## begin
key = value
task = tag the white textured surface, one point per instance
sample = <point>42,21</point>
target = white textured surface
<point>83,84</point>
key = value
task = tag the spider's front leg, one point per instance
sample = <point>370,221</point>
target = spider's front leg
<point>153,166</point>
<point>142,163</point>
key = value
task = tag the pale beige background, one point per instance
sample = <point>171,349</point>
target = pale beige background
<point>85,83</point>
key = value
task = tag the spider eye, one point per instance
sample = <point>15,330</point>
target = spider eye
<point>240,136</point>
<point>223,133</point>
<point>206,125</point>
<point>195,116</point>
## end
## begin
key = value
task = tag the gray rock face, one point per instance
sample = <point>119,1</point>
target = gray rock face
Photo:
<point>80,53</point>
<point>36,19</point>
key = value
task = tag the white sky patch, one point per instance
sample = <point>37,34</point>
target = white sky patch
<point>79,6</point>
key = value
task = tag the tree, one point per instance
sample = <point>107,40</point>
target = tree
## end
## begin
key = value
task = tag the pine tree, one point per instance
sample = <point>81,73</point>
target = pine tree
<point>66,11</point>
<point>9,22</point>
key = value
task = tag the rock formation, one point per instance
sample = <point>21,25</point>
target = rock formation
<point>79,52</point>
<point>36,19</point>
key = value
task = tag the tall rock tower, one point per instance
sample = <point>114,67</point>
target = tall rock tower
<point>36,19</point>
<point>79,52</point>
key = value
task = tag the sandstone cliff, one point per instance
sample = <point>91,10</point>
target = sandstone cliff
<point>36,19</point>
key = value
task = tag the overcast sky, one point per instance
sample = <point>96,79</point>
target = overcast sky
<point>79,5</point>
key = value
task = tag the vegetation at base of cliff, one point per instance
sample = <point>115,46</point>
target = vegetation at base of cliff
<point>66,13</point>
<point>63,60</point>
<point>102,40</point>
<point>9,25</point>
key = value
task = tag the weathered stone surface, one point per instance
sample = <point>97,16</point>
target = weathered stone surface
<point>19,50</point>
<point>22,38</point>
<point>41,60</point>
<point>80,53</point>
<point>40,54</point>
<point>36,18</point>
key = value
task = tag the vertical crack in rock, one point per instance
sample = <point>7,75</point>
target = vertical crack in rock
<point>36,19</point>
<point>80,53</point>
## end
Count the lines in the entries above that contain the string "tower", treating uppercase and lowercase letters as distinct. Reply with the number only.

■ Solution for this problem ■
2